• **Short problem**: Will you reproduce each of the records below word for word, line by line, without any change?

• **Data to use**:

# # # #

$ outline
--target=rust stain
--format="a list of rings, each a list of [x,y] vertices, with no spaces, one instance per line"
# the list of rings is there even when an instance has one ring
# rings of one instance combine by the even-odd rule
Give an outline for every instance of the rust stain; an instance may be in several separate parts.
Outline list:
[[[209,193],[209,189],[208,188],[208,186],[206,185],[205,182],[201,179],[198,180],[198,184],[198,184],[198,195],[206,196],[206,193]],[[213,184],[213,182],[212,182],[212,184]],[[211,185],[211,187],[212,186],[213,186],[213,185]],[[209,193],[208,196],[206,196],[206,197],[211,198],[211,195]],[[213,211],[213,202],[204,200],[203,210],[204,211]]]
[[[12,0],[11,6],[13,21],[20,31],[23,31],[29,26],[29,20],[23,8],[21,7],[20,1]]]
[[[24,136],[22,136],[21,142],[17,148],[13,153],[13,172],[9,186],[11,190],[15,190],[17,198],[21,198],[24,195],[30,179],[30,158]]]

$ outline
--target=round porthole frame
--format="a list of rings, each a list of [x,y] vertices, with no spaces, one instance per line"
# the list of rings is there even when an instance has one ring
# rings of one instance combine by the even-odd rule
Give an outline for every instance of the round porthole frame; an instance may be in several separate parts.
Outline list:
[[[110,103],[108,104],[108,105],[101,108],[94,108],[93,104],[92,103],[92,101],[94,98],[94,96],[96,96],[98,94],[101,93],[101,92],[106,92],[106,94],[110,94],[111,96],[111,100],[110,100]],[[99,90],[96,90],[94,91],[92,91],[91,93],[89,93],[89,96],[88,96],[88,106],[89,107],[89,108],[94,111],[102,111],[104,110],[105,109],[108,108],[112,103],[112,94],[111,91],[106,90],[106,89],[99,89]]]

# # # #

• **Response for this exercise**:
$ outline
--target=rust stain
--format="a list of rings, each a list of [x,y] vertices, with no spaces, one instance per line"
# the list of rings is there even when an instance has one ring
# rings of one instance combine by the even-odd rule
Give an outline for every instance of the rust stain; an instance may be in several separate parts.
Outline list:
[[[209,193],[209,189],[208,188],[208,186],[206,185],[205,182],[201,179],[198,180],[198,184],[198,184],[198,195],[206,196],[206,193]],[[213,184],[213,182],[212,182],[212,184]],[[211,185],[211,187],[212,186],[213,186],[213,185]],[[209,193],[208,196],[206,196],[206,197],[211,198],[211,195]],[[213,211],[213,202],[204,200],[203,210],[204,211]]]
[[[12,0],[11,6],[13,21],[20,31],[23,31],[29,26],[29,20],[23,8],[21,7],[20,1]]]
[[[24,136],[22,136],[21,142],[17,148],[13,153],[13,172],[9,186],[11,190],[15,190],[17,198],[21,198],[24,195],[30,179],[30,158]]]

$ outline
--target=round porthole frame
--format="a list of rings, each a list of [x,y] vertices, with no spaces, one instance per line"
# the list of rings is there even when an instance has one ring
# rings of one instance combine by the even-odd rule
Give an outline for every instance of the round porthole frame; an instance may be in several separate parts.
Outline list:
[[[110,103],[108,104],[108,105],[101,108],[94,108],[93,104],[92,103],[92,101],[94,98],[94,96],[96,96],[98,94],[101,93],[101,92],[106,92],[106,94],[110,94],[111,96],[111,100],[110,100]],[[99,90],[96,90],[94,91],[92,91],[91,93],[89,93],[89,96],[88,96],[88,106],[89,107],[89,108],[94,111],[102,111],[104,110],[105,109],[108,108],[112,103],[112,94],[111,91],[106,90],[106,89],[99,89]]]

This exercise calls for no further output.